## Begin Data shown

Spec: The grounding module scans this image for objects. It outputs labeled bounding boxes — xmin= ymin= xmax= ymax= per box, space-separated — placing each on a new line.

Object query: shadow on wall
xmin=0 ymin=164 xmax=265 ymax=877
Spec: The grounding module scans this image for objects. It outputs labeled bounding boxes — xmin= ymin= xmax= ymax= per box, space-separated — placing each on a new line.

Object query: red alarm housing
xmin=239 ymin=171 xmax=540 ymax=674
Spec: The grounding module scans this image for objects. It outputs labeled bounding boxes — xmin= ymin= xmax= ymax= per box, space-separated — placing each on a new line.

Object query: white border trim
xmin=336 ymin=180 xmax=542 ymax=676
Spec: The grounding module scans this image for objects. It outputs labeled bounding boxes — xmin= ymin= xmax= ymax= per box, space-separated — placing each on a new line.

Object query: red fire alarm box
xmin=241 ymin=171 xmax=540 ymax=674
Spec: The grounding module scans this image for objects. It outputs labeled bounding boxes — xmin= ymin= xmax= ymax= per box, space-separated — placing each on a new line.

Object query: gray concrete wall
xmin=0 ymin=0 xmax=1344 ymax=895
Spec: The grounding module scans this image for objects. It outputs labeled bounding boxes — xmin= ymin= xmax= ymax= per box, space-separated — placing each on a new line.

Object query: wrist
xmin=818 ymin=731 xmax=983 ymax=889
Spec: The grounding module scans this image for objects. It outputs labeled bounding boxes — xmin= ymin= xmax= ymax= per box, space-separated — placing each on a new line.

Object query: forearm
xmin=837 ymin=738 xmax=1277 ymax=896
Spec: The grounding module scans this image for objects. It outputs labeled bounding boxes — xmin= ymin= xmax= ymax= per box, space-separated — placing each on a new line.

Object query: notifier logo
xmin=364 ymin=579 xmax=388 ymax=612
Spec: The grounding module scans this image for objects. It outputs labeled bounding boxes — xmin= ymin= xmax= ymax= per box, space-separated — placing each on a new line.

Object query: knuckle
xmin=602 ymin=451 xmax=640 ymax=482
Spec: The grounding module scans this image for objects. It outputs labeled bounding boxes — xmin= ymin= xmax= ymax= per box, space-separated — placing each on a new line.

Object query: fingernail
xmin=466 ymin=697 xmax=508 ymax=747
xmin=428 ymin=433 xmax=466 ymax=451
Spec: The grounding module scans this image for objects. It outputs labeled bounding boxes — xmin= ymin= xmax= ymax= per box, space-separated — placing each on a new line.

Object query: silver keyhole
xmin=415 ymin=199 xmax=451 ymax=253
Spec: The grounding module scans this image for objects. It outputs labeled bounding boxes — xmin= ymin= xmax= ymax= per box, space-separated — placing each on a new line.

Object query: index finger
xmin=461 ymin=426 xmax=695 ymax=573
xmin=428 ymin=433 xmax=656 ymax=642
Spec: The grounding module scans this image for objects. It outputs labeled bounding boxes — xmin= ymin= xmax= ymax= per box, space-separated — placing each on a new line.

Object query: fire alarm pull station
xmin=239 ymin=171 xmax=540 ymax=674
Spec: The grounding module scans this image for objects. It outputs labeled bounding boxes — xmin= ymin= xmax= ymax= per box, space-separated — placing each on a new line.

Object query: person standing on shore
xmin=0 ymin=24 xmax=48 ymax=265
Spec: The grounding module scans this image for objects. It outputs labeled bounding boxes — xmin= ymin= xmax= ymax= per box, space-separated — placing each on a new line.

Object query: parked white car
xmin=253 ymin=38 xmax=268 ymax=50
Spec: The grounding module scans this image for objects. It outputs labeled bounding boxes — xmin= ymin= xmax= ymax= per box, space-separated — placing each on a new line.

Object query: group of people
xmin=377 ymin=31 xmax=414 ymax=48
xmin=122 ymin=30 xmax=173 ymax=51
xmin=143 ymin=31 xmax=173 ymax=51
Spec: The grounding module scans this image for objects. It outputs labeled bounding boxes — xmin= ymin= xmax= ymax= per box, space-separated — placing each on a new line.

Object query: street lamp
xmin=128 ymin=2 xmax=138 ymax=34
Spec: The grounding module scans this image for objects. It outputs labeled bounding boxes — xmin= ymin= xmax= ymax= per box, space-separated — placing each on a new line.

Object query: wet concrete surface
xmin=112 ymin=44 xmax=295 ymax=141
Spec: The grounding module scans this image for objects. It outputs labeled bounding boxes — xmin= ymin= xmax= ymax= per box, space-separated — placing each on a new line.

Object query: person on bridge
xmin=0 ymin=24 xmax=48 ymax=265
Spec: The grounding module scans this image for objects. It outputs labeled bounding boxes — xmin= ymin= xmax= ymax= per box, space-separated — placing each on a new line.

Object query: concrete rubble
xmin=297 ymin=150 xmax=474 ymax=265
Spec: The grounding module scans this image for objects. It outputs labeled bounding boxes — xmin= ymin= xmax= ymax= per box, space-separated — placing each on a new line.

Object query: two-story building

## End Data shown

Your task. Count the lines in the data above that contain the string "person" and reply with only that number.

Response to this exercise. 2